Image object location entries:
* START *

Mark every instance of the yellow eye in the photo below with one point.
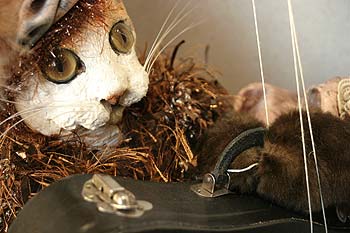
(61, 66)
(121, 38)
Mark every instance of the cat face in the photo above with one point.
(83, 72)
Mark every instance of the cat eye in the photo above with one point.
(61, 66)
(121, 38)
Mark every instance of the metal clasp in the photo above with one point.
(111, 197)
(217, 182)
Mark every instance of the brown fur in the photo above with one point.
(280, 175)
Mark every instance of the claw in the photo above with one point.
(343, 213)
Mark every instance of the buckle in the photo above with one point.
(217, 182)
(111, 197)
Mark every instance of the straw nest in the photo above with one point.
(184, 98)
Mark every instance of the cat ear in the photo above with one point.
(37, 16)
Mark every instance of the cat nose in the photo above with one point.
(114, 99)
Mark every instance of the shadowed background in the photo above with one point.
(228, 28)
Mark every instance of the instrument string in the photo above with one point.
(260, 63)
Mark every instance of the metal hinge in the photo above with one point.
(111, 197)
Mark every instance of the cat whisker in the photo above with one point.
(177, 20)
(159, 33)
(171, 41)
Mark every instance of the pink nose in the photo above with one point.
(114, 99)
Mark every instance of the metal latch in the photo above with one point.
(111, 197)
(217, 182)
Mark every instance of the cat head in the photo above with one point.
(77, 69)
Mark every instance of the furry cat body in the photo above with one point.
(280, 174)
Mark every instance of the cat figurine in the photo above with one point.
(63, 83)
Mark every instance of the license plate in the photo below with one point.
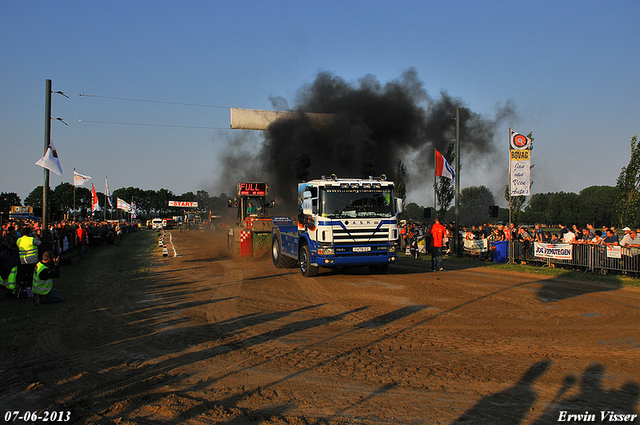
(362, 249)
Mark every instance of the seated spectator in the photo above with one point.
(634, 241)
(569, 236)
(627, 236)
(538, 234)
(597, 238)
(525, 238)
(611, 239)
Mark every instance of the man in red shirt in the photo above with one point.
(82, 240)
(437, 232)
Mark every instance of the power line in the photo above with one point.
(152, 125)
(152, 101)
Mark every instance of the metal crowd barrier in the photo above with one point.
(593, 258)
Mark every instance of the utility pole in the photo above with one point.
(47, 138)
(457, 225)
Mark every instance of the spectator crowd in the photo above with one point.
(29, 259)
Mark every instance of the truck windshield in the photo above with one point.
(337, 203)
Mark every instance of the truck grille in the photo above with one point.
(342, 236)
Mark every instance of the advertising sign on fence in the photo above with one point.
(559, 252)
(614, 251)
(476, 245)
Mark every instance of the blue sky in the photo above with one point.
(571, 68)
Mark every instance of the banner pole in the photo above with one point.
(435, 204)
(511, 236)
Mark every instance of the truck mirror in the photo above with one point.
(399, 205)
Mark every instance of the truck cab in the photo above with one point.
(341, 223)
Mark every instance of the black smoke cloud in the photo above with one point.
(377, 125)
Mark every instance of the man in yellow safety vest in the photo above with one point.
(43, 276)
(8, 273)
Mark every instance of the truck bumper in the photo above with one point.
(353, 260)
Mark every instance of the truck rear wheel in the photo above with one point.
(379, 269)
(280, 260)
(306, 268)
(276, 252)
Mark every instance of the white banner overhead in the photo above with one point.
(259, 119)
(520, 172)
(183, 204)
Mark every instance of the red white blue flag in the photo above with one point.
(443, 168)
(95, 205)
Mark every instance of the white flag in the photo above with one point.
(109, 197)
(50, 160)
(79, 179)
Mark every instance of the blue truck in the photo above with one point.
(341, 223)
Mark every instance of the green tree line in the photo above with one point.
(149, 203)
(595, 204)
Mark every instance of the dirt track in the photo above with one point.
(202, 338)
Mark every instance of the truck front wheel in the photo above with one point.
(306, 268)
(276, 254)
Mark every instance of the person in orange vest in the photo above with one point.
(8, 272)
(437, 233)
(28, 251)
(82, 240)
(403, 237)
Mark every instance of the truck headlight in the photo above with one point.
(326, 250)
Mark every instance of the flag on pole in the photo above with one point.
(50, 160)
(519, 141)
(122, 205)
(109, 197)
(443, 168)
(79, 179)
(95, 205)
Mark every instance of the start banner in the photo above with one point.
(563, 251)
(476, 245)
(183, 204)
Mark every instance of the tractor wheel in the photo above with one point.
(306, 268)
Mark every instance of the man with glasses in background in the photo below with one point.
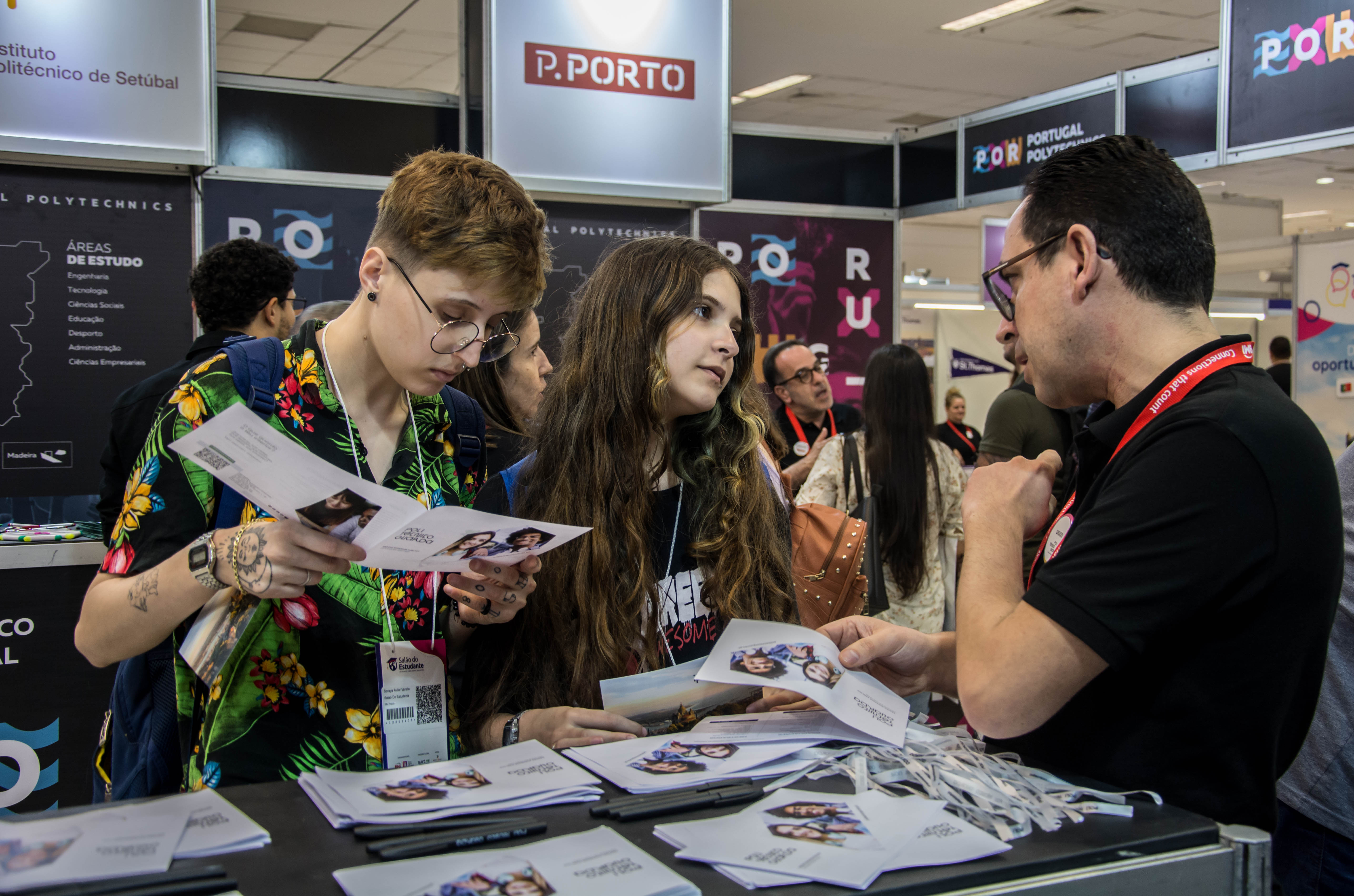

* END *

* _JOB_
Copy out all of the items above word for word, but leave the pictures out of your answer.

* _EXPECTED ANSWER_
Mark every instance of the yellow eye in the photo below with one point.
(61, 66)
(121, 38)
Mark every instance of the cat face in the photo above with one point.
(83, 72)
Mark every instance of the cat eye in the photo above with one point.
(61, 66)
(121, 38)
Mark every instance of the metal clasp in the photo above with one point.
(111, 197)
(217, 182)
Mark every instance of the brown fur in the photo above with one point.
(280, 175)
Mark every instance of the claw in the photo above with one point.
(343, 213)
Mark every instance of the buckle in the photo above with one point.
(217, 182)
(111, 197)
Mark every instance of the straw nest in the photo above with one point.
(184, 98)
Mark every instance of the cat ear in the photo above with one point.
(37, 16)
Mark every instance of the cat nose in the photo above with one point.
(114, 99)
Mark every instance of the shadowed background in the photo above with one point.
(228, 28)
Mark every instance of the instrument string in the photo above with one point.
(260, 63)
Mark every instance of the metal hinge in the photo above with one point.
(111, 197)
Mark every instance of the cat whisker in the photo above with one point.
(177, 20)
(159, 33)
(171, 41)
Mark every instance of the pink nose in the photo above with one point.
(114, 99)
Mark every instance of the metal latch in the photo above with one point.
(111, 197)
(217, 182)
Mark every instance of the cat head in the photo above with one point.
(77, 69)
Mark every instance of the furry cat body in the photo above with one point.
(280, 174)
Mark every instance of the cat figurine in the photo above with one point.
(63, 83)
Mark every instance of the license plate in the photo below with one point.
(362, 249)
Mark every instance of the seated spectator in the photo above with one point.
(634, 241)
(569, 236)
(627, 236)
(538, 234)
(597, 238)
(525, 238)
(611, 239)
Mark every instance of the man in red shirt in the photo above with one point.
(82, 240)
(437, 232)
Mark every instance of the power line in the photo above with one point.
(152, 125)
(152, 101)
Mark every instance of the metal crowd barrier in the photo above with one point.
(593, 258)
Mark every instance of the utility pole in the photo above with one point.
(47, 138)
(457, 225)
Mark every instance of the spectator crowd in the photo above with one point.
(29, 259)
Mark every instance of the truck windshield in the photo above with one point.
(337, 203)
Mark every instance of the truck grille in the photo above with one point.
(342, 236)
Mark every instance of the advertising sign on fence in the photo above with one point.
(559, 252)
(614, 251)
(476, 245)
Mark every instance of the blue sky in the photo above with one point.
(571, 68)
Mark every instance of the banner pole in the photo above with one point.
(435, 204)
(511, 236)
Mark every instance of the truck mirror in the photo above with one point.
(399, 205)
Mark every instance of the truck cab in the photo above with one point.
(341, 223)
Mark every instance of the black smoke cloud in the photo above with one point.
(377, 125)
Mark every instance of the man in yellow safety vest in the photo above with one point.
(43, 276)
(8, 273)
Mark every instance of the truck bumper in the photo above with one point.
(353, 260)
Mark every instance of the truck rear wheel in the photo above with one point.
(379, 269)
(280, 260)
(306, 268)
(276, 252)
Mark every instance of the white banner overhead in the photo above with one point.
(259, 119)
(520, 172)
(183, 204)
Mark every instance of the red white blue flag in the photo above with one point.
(443, 168)
(95, 205)
Mark every instance of the white flag in the photo above with one point.
(109, 197)
(50, 160)
(79, 179)
Mark every instance of the blue truck in the photo above with one point.
(341, 223)
Mark every instance of the green tree line in the photo above with one point.
(149, 203)
(595, 204)
Mark every instance of the dirt track in the photo above with one point.
(202, 338)
Mark every instance of the truck front wheel in the photo above with one point.
(306, 268)
(276, 254)
Mark every instance of the person in orange vest in the photo above with one point.
(8, 272)
(437, 233)
(28, 251)
(82, 240)
(403, 237)
Mark every instance of the truck headlight in the photo above with one point.
(326, 250)
Mark every instance of the flag on pole in the photo above with one point.
(50, 160)
(519, 141)
(122, 205)
(109, 197)
(443, 168)
(79, 179)
(95, 205)
Mark every instance of the start banner in the photo above with one point.
(563, 251)
(476, 245)
(183, 204)
Mark every instance of the tractor wheel in the photo above with one point.
(306, 268)
Mark every instance of the man with glasses in background in the photo below with one point.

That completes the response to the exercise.